**STATED EXERCISE:** Restate the entries below verbatim.

**INFORMATION PROVIDED:**
┄┄┄┄┄┄┄┄┄┄

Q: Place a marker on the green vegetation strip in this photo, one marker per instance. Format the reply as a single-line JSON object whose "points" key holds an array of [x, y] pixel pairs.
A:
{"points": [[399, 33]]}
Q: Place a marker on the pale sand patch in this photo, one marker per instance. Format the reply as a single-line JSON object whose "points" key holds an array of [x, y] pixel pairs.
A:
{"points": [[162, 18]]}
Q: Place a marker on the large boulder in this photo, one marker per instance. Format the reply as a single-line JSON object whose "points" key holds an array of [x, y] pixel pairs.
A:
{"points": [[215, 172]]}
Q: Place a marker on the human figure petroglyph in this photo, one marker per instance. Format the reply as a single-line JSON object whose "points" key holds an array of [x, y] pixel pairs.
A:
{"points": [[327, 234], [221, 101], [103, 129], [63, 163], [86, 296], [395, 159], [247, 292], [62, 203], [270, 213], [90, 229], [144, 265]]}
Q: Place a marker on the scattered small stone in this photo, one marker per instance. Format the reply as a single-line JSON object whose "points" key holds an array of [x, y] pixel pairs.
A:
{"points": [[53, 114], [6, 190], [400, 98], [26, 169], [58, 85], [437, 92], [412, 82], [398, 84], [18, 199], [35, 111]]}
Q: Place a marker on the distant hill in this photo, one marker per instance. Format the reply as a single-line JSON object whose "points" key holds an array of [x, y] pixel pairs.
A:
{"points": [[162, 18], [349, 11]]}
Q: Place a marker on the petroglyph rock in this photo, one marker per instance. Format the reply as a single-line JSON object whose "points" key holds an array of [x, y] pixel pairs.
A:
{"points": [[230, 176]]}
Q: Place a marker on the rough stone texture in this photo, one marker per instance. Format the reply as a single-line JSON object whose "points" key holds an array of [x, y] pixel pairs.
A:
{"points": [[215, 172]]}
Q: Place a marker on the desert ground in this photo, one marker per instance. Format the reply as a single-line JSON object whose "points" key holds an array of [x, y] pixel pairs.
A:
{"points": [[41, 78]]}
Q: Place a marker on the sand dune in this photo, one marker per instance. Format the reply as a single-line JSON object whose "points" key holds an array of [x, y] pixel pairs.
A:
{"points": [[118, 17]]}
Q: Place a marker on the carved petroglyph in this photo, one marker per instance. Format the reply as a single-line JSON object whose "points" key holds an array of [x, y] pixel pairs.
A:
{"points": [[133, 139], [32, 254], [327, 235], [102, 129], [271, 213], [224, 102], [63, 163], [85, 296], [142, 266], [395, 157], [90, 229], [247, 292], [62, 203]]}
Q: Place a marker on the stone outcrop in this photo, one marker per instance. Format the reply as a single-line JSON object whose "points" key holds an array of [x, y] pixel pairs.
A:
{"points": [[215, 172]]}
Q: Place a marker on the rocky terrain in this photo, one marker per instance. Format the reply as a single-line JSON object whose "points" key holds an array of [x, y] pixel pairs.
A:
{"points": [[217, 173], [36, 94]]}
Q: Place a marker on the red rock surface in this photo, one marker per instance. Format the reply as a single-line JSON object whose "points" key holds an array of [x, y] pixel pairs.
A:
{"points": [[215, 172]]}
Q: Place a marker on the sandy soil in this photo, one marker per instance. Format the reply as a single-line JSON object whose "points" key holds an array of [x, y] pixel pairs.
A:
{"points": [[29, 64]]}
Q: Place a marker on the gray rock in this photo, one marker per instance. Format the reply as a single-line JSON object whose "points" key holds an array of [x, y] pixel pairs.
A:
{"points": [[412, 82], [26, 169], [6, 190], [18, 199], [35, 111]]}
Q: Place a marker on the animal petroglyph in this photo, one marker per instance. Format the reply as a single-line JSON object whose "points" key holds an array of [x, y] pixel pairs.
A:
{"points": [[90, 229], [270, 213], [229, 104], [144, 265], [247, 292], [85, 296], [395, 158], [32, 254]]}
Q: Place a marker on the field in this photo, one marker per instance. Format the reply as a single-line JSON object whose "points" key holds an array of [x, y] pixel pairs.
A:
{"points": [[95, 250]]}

┄┄┄┄┄┄┄┄┄┄

**TASK RESULT:**
Q: Place a marker on the green vegetation strip in this photo, one marker per instance. Format the reply as a single-line JSON object whose "points" key holds an array of [x, y] pixel pairs.
A:
{"points": [[399, 33]]}
Q: Place a marker on the pale sand patch in this photo, one marker per instance. Format the reply as a single-line JSON object whose "points" key holds an array of [x, y] pixel pairs.
A:
{"points": [[162, 18]]}
Q: Place a marker on the large boulder in this photo, one marker per instance. Format the reply as a single-line JSON object whose "points" key holds an array of [x, y] pixel pairs.
A:
{"points": [[215, 172]]}
Q: Place a marker on the human figure petroglyph in this photo, one marker per instance. Format the reply as a single-line JSON object whose "points" key holds an array of [x, y] pixel pairs.
A:
{"points": [[327, 234], [221, 101], [103, 129], [63, 163], [86, 296], [395, 159], [247, 292], [62, 203], [270, 213], [90, 229], [144, 265]]}
Q: Place a marker on the scattered small stone in this photo, one marker per instance. Format the reply as a single-line JSON object whose "points" key holds an array of [x, y] pixel pairs.
A:
{"points": [[53, 114], [6, 190], [400, 98], [26, 169], [58, 85], [437, 92], [412, 82], [398, 84], [18, 199], [35, 111]]}
Q: Place a marker on the distant hill in this photo, one marker per instance. Format the reply as a single-line JSON object whose "points" key holds an array of [x, y] pixel pairs.
A:
{"points": [[162, 18], [349, 11]]}
Q: Place a marker on the petroglyph rock in this photo, one marker per instance. Format the reply as a single-line JSON object whose "points" key holds an array of [x, y] pixel pairs.
A:
{"points": [[230, 176]]}
Q: Place a marker on the rough stone texture in this photo, one marker per instance. Format the reply as a single-line JSON object whose "points" key holds an array of [x, y] pixel pairs.
A:
{"points": [[215, 172]]}
Q: Place a marker on the desert ground in this photo, one marker per instance. Format the reply as a single-line JSON object whose "points" key holds an array of [x, y] pixel pairs.
A:
{"points": [[41, 78]]}
Q: Place a marker on the sand dune in this photo, one marker per instance. Format the reply as a single-line JSON object whose "points" key holds an array of [x, y] pixel pairs.
A:
{"points": [[118, 17]]}
Q: Place a marker on the carved petroglyph in this photo, one marker per instance. Format the reply as a single-line JSON object whose "points" key holds an array of [x, y] pixel pairs.
A:
{"points": [[133, 139], [32, 254], [327, 235], [102, 129], [271, 213], [224, 102], [63, 163], [85, 296], [142, 266], [395, 157], [90, 229], [247, 292], [62, 203]]}
Q: Place a marker on the stone outcrop in this photo, one marker per instance. Format the reply as a single-line JSON object whose "points" key holds an array of [x, y] pixel pairs.
A:
{"points": [[215, 172]]}
Q: Place a marker on the rocky terrain in this photo, one marker per instance. Format the reply as a single-line JSON object whose "points" key holds an array of [x, y] pixel pairs.
A:
{"points": [[217, 173], [36, 94]]}
Q: Place a marker on the red rock surface in this photo, one marker per instance. Format the reply as a single-line JSON object whose "points" key holds an array of [x, y] pixel pairs.
A:
{"points": [[215, 172]]}
Q: Place a marker on the sandy soil in this photo, one marker per instance. Format the reply as a single-line JSON object whose "points" key holds an array of [x, y] pixel pairs.
A:
{"points": [[29, 64]]}
Q: Place a marker on the gray rock in this photo, one marker per instance. Format the reply as a single-line JSON object whose "points" key holds an array of [x, y] pixel pairs.
A:
{"points": [[412, 82], [26, 169], [6, 190], [18, 199], [35, 111]]}
Q: Place a marker on the animal petroglyph in this photo, one marker per instance. Format the reply as a single-line JSON object whose "points" key holds an array of [x, y] pixel pairs.
A:
{"points": [[90, 229], [270, 213], [229, 104], [144, 265], [247, 292], [85, 296], [395, 158], [32, 254]]}
Q: Place a marker on the field in this photo, one marker per instance. Format the reply as a single-line JSON object whose "points" key holds an array of [x, y] pixel pairs.
A:
{"points": [[95, 250]]}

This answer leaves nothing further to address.